• _Exercise details_:
Where a picture appears, leave it out, and transcribe all the lines below exactly.

• _Data section_:

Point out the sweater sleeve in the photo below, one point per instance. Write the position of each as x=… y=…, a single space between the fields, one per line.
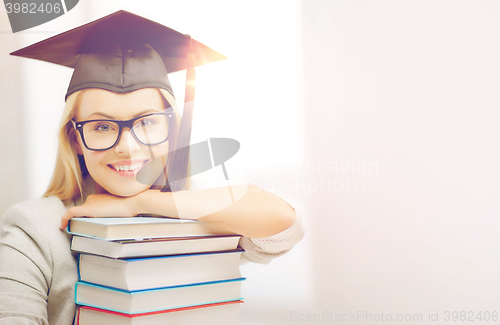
x=25 y=270
x=263 y=250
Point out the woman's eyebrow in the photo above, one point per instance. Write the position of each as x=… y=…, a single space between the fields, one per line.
x=113 y=118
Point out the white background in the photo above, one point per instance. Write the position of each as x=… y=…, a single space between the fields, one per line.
x=378 y=117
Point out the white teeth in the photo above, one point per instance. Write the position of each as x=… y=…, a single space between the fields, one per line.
x=127 y=168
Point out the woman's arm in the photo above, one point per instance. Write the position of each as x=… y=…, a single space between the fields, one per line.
x=256 y=214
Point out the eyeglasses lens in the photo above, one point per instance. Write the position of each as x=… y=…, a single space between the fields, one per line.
x=149 y=130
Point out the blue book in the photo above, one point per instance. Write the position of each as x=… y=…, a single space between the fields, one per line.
x=162 y=271
x=142 y=227
x=151 y=300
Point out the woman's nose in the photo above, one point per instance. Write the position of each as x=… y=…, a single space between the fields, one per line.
x=127 y=143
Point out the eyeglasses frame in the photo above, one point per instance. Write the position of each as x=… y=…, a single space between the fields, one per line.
x=169 y=112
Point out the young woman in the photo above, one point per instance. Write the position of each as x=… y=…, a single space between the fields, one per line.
x=102 y=146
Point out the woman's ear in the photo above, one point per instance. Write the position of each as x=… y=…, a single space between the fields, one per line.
x=78 y=148
x=77 y=144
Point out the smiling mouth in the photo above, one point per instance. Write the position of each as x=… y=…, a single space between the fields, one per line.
x=128 y=167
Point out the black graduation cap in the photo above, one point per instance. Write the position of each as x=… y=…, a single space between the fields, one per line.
x=123 y=52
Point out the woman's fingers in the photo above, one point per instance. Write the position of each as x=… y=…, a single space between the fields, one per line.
x=100 y=205
x=71 y=213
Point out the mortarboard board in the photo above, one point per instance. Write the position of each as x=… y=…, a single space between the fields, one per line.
x=123 y=52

• _Result of this exercise_:
Point out the sweater sleeve in the photo below, one point per instance. Write the position of each as x=… y=…, a single space between the fields, one per line.
x=25 y=270
x=263 y=250
Point out the woman's eyebrow in the photo above, one point per instance. Write the position of each as x=… y=…, a single space between the fields, one per line.
x=113 y=118
Point out the white background in the photo above, one point per instance. Write the position of each as x=… y=…, a single space between the fields, one per line.
x=378 y=117
Point out the white teeth in the photo above, one point per instance. Write the position of each as x=… y=…, a single space between the fields, one per line.
x=127 y=168
Point out the woman's arm in the photo above, one point per instance. Write the position of each as x=… y=…, a single space between the fields, one per line.
x=256 y=214
Point out the eyeglasses lens in the photo above, one point per instance. Write the position of each as x=… y=…, a single space between the fields, one per line.
x=149 y=130
Point out the blue book in the photo above, one point per instance. Write the position of each as x=… y=…, a single space between the fields, one per line.
x=162 y=271
x=142 y=227
x=151 y=300
Point out the woman's nose in the photo above, one point per instance. Write the position of each as x=… y=…, a single space between the fields, one per line.
x=127 y=143
Point out the eyeglasses frame in the photo above, one point per instance. Write the position of each as x=… y=…, a single space between the fields, one per line.
x=169 y=112
Point out the young woman in the photo above, one point per instance. Write the position of each as x=… y=…, a single space between the fields, one per line.
x=102 y=146
Point out the woman's ear in the photo above, one point per instance. Write the position of each as x=… y=…, a single space between the fields, one per line.
x=78 y=148
x=77 y=144
Point out the smiling mouth in the photo above, one point per instance. Write the position of each as x=… y=…, a single space between the fields, one per line.
x=128 y=167
Point out the black graduation cap in the photo above, one point per instance. Write the position of each as x=… y=…, a single space between the fields, one per line.
x=123 y=52
Point out the woman's fingers in the photo above, one point per instance. Write the position of each as x=… y=…, a single space between the fields, one per line.
x=100 y=205
x=71 y=213
Point out the mortarboard board in the photo above, one point per instance. Write the position of each as x=… y=…, a single space between the fields, one per line.
x=123 y=52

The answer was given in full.